Les premières mœurs eurent ce caractère de piété et de religion que l'on attribue à Deucalion et Pyrrha, à peine échappés aux eaux du déluge.—Les secondes furent celles d'hommes irritables et susceptibles sur le point d'honneur, tels qu'on nous représente Achille.—Les troisièmes furent réglées par le devoir; elles appartiennent à l'époque où l'on fait consister l'honneur dans l'accomplissement des devoirs civils.
§. IV. Trois espèces de droits naturels.
Droit divin. Les hommes voyant en toutes choses les dieux ou l'action des dieux, se regardaient, eux et tout ce qui leur appartenait, comme dépendant immédiatement de la divinité.
Droit héroïque, ou droit de la force, mais de la force maîtrisée d'avance par la religion qui seule peut la contenir dans le devoir, lorsque les lois humaines n'existent pas encore, ou sont impuissantes pour la réprimer. La Providence voulut que les premiers peuples naturellement fiers et féroces trouvassent dans leur croyance religieuse un motif de se soumettre à la force, et qu'incapables encore de raison, ils jugeassent du droit par le succès, de la raison par la fortune; c'était pour prévoir les évènemens que la fortune amènerait qu'ils employaient la divination. Ce droit de la force est le droit d'Achille, qui place toute raison à la pointe de son glaive.
En troisième lieu vint le droit humain, dicté par la raison humaine entièrement développée.
§. V. Trois espèces de gouvernemens.
Gouvernemens divins, ou théocraties. Sous ces gouvernemens, les hommes croyaient que toute chose était commandée par les dieux. Ce fut l'âge des oracles, la plus ancienne institution que l'histoire nous fasse connaître.
Gouvernemens héroïques ou aristocratiques. Le mot aristocrates répond en latin à optimates, pris pour les plus forts (ops, puissance); il répond en grec à Héraclides, c'est-à-dire, issus d'une race d'Hercule pour dire une race noble. Ces Héraclides furent répandus dans toute l'ancienne Grèce, et il en resta toujours à Sparte. Il en est de même des curètes que les Grecs retrouvèrent dans l'ancienne Italie ou Saturnie, dans la Crète et dans l'Asie. Ces curètes furent à Rome les quirites, ou citoyens investis du caractère sacerdotal, du droit de porter les armes, et de voter aux assemblées publiques.

■ **LIGNES DE DONNÉES**
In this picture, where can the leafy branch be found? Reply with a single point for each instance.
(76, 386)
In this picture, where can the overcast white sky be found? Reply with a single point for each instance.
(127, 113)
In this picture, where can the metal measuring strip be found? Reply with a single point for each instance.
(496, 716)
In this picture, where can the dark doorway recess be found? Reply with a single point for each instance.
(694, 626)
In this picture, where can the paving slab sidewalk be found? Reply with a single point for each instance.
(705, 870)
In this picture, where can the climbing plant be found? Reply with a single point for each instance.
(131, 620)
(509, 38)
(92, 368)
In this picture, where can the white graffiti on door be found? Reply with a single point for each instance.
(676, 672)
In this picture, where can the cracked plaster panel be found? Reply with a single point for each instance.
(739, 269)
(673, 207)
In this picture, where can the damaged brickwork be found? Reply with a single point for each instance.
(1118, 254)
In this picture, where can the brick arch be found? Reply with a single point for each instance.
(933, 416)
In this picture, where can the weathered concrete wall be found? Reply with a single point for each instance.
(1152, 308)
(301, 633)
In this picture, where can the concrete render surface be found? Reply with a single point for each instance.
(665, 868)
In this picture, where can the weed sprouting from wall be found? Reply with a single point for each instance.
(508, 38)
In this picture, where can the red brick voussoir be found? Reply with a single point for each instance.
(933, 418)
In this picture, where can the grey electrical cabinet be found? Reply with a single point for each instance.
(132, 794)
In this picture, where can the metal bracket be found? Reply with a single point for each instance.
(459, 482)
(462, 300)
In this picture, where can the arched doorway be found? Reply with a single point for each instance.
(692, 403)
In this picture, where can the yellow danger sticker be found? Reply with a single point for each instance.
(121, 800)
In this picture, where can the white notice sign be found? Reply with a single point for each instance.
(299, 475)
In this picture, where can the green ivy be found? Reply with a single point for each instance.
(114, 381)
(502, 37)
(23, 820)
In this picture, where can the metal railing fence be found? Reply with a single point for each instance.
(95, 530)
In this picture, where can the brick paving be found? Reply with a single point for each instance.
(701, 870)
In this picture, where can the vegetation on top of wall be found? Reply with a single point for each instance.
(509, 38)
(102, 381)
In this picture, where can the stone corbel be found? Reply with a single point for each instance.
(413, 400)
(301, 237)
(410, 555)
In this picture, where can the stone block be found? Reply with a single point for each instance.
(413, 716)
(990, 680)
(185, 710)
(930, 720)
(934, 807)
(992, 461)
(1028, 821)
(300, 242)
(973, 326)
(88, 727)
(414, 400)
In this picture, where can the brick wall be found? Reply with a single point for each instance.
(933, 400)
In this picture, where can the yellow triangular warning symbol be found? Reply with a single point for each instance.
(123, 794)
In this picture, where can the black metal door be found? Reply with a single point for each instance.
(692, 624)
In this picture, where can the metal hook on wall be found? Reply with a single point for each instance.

■ **OBJECTIF**
Poursuivez le texte sur les mœurs, les droits et les gouvernements en reprenant juste après la phrase consacrée aux quirites.

■ **RÉPONSE RÉDIGÉE**
Gouvernemens humains, dans lesquels l'égalité de la nature intelligente, caractère propre de l'humanité se retrouve dans l'égalité civile et politique. Alors tous les citoyens naissent libres, soit qu'ils jouissent d'un gouvernement populaire dans lequel la totalité ou la majorité des citoyens constitue la force légitime de la cité, soit qu'un monarque place tous ses sujets sous le niveau des mêmes lois, et qu'ayant seul en main la force militaire, il s'élève au-dessus des citoyens par une distinction purement civile.
CHAPITRE II.
TROIS ESPÈCES DE LANGUES ET DE CARACTÈRES.
§. I. Trois espèces de langues.
Langue divine mentale, dont les signes sont des cérémonies sacrées, des actes muets de religion. Le droit romain en conserva ses acta legitima, qui accompagnaient toutes les transactions civiles. Une telle langue convient aux religions pour la raison que nous avons déjà dite, c'est qu'elles ont plus besoin d'être révérées que raisonnées. Cette langue fut nécessaire aux premiers âges, où les hommes ne pouvaient encore articuler.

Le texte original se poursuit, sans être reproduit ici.